» **Passage to read**:
Skip to content

Configuration Reference

ddigraph uses pydantic-settings for configuration management. Every setting can be provided through environment variables, a .env file, CLI flags, or directly in Python code.

Configuration Precedence

Settings are resolved in the following order (highest priority first):

  1. CLI flags -- --neo4j-uri, --chunk-size, etc.
  2. Environment variables -- DDIGRAPH_NEO4J_URI, DDIGRAPH_CHUNK_SIZE, etc.
  3. .env file -- automatically loaded from the working directory
  4. Defaults -- built-in defaults defined in the Settings class

Legacy prefixes

For backward compatibility, ddigraph also recognizes the NEO4DDI_ and bare NEO4J_ prefixes for connection variables. The DDIGRAPH_ prefix is preferred and takes precedence when multiple prefixes are present.


Connection Settings

Environment Variable CLI Flag Type Default Description
DDIGRAPH_NEO4J_URI --neo4j-uri str bolt://localhost:7687 Neo4j Bolt URI
DDIGRAPH_NEO4J_USER --neo4j-user str neo4j Neo4j username
DDIGRAPH_NEO4J_PASSWORD --neo4j-password SecretStr password Neo4j password
DDIGRAPH_NEO4J_DATABASE --neo4j-database str neo4j Target database name

Password handling

DDIGRAPH_NEO4J_PASSWORD is stored as a SecretStr in pydantic. It will never appear in repr() output or logs. To retrieve the plain-text value in code, call settings.neo4j_password.get_secret_value().

» **Material shown**:
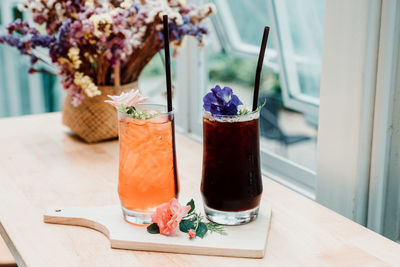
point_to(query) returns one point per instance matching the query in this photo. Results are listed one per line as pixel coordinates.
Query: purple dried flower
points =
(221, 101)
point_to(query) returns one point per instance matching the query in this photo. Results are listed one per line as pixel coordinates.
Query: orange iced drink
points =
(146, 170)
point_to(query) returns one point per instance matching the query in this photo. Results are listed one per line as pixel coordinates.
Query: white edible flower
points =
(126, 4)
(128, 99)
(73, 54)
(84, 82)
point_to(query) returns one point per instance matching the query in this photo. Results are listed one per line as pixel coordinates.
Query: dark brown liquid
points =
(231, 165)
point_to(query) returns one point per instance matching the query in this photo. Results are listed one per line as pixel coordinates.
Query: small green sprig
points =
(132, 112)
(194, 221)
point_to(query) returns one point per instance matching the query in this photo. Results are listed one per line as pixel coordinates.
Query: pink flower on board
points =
==
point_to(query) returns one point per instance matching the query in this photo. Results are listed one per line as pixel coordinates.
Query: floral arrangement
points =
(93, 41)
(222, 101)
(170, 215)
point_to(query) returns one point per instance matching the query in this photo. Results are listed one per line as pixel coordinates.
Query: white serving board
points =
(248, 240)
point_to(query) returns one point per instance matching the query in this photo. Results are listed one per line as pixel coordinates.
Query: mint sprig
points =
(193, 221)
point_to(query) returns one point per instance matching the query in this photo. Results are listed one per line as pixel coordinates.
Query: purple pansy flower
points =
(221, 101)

» **What you should do**: Copy the configuration reference from "ddigraph uses pydantic-settings" to "--neo4j-uri, --chunk-size, etc.", swapping "CLI flags" for "command-line options".

» **Exercise result**:
ddigraph uses pydantic-settings for configuration management. Every setting can be provided through environment variables, a .env file, command-line options, or directly in Python code.

Configuration Precedence

Settings are resolved in the following order (highest priority first):

  1. command-line options -- --neo4j-uri, --chunk-size, etc.